The required output is the complete data, repeated without alteration.

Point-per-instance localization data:
------------------------
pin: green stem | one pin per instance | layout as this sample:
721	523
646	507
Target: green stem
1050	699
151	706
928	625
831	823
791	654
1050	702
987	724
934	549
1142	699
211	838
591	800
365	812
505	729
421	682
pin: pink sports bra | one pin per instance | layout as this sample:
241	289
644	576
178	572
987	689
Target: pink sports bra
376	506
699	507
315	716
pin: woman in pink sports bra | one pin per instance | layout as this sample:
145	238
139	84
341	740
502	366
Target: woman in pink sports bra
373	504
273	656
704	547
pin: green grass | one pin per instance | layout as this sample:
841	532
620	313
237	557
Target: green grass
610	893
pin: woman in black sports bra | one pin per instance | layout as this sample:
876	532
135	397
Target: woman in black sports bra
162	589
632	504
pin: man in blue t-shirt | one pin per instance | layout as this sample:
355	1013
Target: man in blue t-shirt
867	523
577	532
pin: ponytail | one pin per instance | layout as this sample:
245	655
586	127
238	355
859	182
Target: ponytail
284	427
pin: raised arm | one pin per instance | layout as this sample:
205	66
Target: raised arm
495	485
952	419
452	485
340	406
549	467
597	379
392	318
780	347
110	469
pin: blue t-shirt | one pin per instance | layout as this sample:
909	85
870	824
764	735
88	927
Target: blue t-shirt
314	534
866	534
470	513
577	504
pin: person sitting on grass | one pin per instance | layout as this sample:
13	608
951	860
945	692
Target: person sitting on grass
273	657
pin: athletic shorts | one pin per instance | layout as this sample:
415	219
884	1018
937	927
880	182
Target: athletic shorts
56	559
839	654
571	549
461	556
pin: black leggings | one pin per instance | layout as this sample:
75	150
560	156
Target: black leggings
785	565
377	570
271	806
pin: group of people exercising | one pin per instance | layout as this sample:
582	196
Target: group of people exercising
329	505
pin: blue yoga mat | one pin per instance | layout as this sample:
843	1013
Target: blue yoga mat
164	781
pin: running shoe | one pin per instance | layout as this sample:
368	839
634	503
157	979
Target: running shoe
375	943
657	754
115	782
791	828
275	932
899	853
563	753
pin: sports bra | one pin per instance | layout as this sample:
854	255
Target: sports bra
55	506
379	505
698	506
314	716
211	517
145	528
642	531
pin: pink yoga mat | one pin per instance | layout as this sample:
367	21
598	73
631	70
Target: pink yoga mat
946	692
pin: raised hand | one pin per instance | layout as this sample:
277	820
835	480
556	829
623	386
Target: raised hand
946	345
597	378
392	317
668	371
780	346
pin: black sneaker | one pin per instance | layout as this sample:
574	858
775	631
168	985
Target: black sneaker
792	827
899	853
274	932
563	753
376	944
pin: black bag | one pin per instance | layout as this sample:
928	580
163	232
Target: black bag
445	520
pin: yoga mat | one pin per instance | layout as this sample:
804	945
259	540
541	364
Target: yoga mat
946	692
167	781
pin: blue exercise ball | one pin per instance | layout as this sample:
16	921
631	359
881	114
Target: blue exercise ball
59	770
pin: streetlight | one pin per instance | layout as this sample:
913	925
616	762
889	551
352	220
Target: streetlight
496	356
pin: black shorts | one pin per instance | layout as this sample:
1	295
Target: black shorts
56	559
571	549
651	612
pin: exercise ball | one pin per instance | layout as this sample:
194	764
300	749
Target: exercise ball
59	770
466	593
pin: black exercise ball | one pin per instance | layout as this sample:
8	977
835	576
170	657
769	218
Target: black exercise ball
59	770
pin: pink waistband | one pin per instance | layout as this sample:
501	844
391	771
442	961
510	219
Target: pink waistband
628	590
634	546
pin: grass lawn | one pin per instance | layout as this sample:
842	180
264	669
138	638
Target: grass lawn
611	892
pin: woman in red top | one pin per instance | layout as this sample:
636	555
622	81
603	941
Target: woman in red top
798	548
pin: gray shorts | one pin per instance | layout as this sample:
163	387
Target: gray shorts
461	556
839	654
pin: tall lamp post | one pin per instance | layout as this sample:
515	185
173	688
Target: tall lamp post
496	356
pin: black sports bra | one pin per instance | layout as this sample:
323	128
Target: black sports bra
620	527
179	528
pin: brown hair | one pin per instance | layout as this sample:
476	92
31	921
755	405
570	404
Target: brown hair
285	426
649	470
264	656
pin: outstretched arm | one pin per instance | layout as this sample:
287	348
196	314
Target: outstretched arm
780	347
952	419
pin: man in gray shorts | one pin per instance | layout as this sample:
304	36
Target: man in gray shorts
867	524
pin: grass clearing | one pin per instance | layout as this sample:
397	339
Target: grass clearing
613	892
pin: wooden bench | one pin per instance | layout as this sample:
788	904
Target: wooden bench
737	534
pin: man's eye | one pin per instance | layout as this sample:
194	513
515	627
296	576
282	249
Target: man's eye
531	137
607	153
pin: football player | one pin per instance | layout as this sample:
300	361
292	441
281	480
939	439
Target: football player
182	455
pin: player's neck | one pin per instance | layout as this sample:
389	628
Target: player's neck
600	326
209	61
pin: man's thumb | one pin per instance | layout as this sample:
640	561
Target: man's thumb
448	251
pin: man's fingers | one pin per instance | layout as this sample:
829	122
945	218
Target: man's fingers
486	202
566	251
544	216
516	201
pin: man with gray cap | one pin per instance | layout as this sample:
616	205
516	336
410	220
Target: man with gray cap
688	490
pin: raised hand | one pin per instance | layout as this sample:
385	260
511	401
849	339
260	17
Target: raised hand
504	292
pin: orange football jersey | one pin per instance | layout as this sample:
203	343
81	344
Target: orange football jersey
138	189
------------------------
**Task answer:**
pin: green stem | one pin per instance | layout as this sample:
721	523
646	507
Target: green stem
1050	699
151	706
928	625
831	823
791	654
1050	702
987	724
934	549
1142	699
211	838
591	800
365	812
505	729
421	682
pin: pink sports bra | one pin per instance | layout as this sample:
241	289
644	576
178	572
987	689
Target: pink sports bra
376	506
699	507
315	716
pin: woman in pink sports bra | one pin per instance | layout as this sample:
145	238
139	84
341	740
502	366
Target: woman in pink sports bra
373	504
273	656
704	547
pin: green grass | one pin per instance | layout as this sample:
841	532
620	313
237	557
Target: green grass
610	893
pin: woman in black sports bra | one pin per instance | layout as this sample:
876	532
135	397
Target: woman in black sports bra
162	589
632	504
pin: man in blue t-shirt | one pin per instance | layout as this sample:
355	1013
Target: man in blue t-shirt
867	523
577	532
pin: ponytail | one pin per instance | layout as this sample:
245	655
586	127
238	355
859	182
Target: ponytail
284	427
pin: raised arm | one pin per instance | layout as this sample:
205	66
Target: raised arm
495	485
952	419
452	485
340	406
549	467
597	379
392	318
780	347
110	469
pin: blue t-shirt | one pin per instance | layout as this sample:
909	85
870	824
764	735
88	927
Target: blue t-shirt
314	534
866	534
470	513
577	504
pin: person sitting on grass | one pin per instance | layout as this sample:
13	608
951	860
945	692
Target: person sitting on grass
273	657
pin: athletic shorts | one pin per instance | layout as this sample:
415	219
884	1018
937	927
880	182
Target: athletic shorts
56	559
839	654
571	549
461	556
pin: black leggings | one pin per instance | layout as this sample:
75	150
560	156
Target: black leggings
785	565
377	570
271	806
pin: group of people exercising | one pin per instance | layout as this sample:
582	196
Target: group of people exercising
329	505
pin: blue yoga mat | one pin per instance | layout as this sample:
843	1013
Target: blue yoga mat
164	781
pin: running shoe | one pin per instance | layout as this sample:
368	839
634	503
157	979
Target: running shoe
375	943
657	754
115	782
791	828
275	932
899	853
563	753
pin: sports bra | one pin per instance | layout as this sample:
854	255
Target: sports bra
55	506
379	505
698	506
314	716
211	517
145	528
642	531
pin: pink yoga mat | one pin per instance | layout as this sample:
367	21
598	73
631	70
Target: pink yoga mat
946	692
pin: raised hand | one pin per instance | layout as this sample:
277	820
835	480
556	829
623	386
Target: raised hand
946	345
597	378
392	317
668	371
780	346
pin: black sneaker | one pin per instance | layout as this sample:
574	858
775	631
168	985
Target: black sneaker
792	827
899	853
274	932
563	753
376	944
pin: black bag | one pin per instance | layout as this sample:
928	580
163	232
Target: black bag
445	520
pin: yoga mat | one pin per instance | layout as this sample:
804	945
259	540
541	364
Target: yoga mat
946	692
167	781
pin: blue exercise ball | one pin per instance | layout as this sample:
16	921
631	359
881	114
Target: blue exercise ball
59	770
pin: streetlight | one pin per instance | layout as this sample:
913	925
616	762
889	551
352	220
Target: streetlight
496	356
pin: black shorts | one pin per instance | layout as this sample:
1	295
Target: black shorts
56	559
571	549
651	612
pin: exercise ball | one pin per instance | layout as this sample:
194	764
300	749
Target: exercise ball
59	770
466	593
pin: black exercise ball | one pin per instance | layout as this sample:
8	977
835	576
170	657
769	218
Target: black exercise ball
59	770
pin: pink waistband | one pin per instance | layout as this sample:
501	844
391	771
442	961
510	219
Target: pink waistband
628	590
634	546
pin: grass lawn | one pin per instance | layout as this sample:
842	180
264	669
138	638
Target: grass lawn
611	892
pin: woman in red top | one pin per instance | layout as this sample:
636	555
622	81
603	941
Target: woman in red top
798	548
pin: gray shorts | one pin per instance | layout as this sample:
163	387
Target: gray shorts
461	556
839	654
pin: tall lamp post | one pin per instance | layout as this sample:
515	185
173	688
Target: tall lamp post
496	356
pin: black sports bra | one pin per instance | layout as this sample:
323	128
Target: black sports bra
620	527
179	528
pin: brown hair | one pin per instance | layout as this sample:
476	92
31	921
755	405
570	404
Target: brown hair
285	426
649	470
264	656
pin: outstretched arm | one pin per instance | layout as this sample:
287	348
196	314
Target: outstretched arm
780	347
952	419
pin: man in gray shorts | one pin per instance | layout as this sample:
304	36
Target: man in gray shorts
867	524
pin: grass clearing | one pin per instance | layout as this sample:
397	339
Target: grass clearing
613	892
pin: wooden bench | one pin per instance | layout as this sample:
788	904
Target: wooden bench
737	534
pin: man's eye | one pin per instance | layout as this sample:
194	513
515	627
296	576
282	249
Target: man's eye
531	137
607	153
pin: football player | one pin per instance | layout as this sample:
300	361
292	441
281	480
939	439
Target: football player
182	455
pin: player's neck | one pin per instance | layout as this sample:
389	628
Target: player's neck
600	326
209	61
pin: man's thumb | one pin per instance | layout as this sample:
640	561
Target: man's thumb
448	251
pin: man's fingers | one pin per instance | layout as this sample:
829	122
945	218
Target: man's fingers
486	202
566	251
544	216
516	201
pin: man with gray cap | one pin per instance | layout as this sample:
616	205
516	336
410	220
Target: man with gray cap
688	490
pin: raised hand | one pin per instance | layout as this sample:
385	260
511	401
849	339
260	17
Target: raised hand
504	292
pin: orange football jersey | one pin per instance | layout as this sample:
203	343
81	344
Target: orange football jersey
138	189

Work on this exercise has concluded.